◆ PROBLEM REQUIREMENTS ◆
Copy every record word for word.
--- start of ENTRIES PROVIDED ---
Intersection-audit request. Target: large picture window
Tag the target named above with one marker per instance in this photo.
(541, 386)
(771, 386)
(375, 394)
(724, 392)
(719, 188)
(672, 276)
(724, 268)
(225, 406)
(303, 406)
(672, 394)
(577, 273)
--- end of ENTRIES PROVIDED ---
◆ THE ANSWER ◆
Intersection-audit request. Target: large picture window
Tag the target named above with one marker per instance in this photo.
(541, 386)
(771, 386)
(375, 394)
(724, 392)
(719, 188)
(672, 276)
(724, 268)
(225, 406)
(303, 406)
(672, 394)
(577, 273)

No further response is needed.